Data excerpts:
------------------------------------
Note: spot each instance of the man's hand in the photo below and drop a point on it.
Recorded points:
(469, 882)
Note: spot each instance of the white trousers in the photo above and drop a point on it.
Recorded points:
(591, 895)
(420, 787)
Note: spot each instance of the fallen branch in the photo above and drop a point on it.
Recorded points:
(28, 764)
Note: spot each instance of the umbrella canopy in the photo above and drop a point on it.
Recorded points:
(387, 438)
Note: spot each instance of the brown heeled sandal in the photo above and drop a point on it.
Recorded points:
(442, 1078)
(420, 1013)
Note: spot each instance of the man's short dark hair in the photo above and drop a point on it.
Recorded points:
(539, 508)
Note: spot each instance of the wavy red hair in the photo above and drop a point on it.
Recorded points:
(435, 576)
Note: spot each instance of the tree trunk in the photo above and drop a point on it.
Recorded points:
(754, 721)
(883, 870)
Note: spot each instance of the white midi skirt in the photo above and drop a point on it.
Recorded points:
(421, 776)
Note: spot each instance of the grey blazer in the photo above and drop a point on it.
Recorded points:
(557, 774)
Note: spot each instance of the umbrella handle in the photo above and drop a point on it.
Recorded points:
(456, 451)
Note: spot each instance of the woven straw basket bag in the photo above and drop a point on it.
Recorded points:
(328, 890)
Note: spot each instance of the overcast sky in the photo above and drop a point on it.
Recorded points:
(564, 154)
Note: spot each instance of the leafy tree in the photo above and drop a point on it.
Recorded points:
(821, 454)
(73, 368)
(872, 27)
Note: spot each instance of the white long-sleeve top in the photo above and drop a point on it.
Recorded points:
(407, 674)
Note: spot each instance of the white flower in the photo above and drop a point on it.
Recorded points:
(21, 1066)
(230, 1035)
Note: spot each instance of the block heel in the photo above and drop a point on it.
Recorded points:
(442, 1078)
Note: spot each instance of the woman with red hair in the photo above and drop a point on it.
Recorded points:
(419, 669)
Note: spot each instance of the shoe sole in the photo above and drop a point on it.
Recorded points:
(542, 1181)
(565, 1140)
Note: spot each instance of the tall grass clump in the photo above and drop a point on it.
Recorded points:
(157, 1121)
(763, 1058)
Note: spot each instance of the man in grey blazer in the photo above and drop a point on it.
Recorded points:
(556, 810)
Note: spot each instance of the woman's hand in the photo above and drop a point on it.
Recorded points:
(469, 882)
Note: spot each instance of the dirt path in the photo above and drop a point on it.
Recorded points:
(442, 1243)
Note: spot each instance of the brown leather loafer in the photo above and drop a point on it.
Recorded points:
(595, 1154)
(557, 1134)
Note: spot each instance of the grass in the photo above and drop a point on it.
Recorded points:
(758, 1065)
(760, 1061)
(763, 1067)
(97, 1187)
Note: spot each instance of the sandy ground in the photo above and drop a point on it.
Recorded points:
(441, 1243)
------------------------------------
Going through the data above, return each line with the word "grass".

Note: spot each instance of the tall grass clump in the photo above and drop a point on it.
Note: spot each instance of the grass in the photo above and drop a point on it.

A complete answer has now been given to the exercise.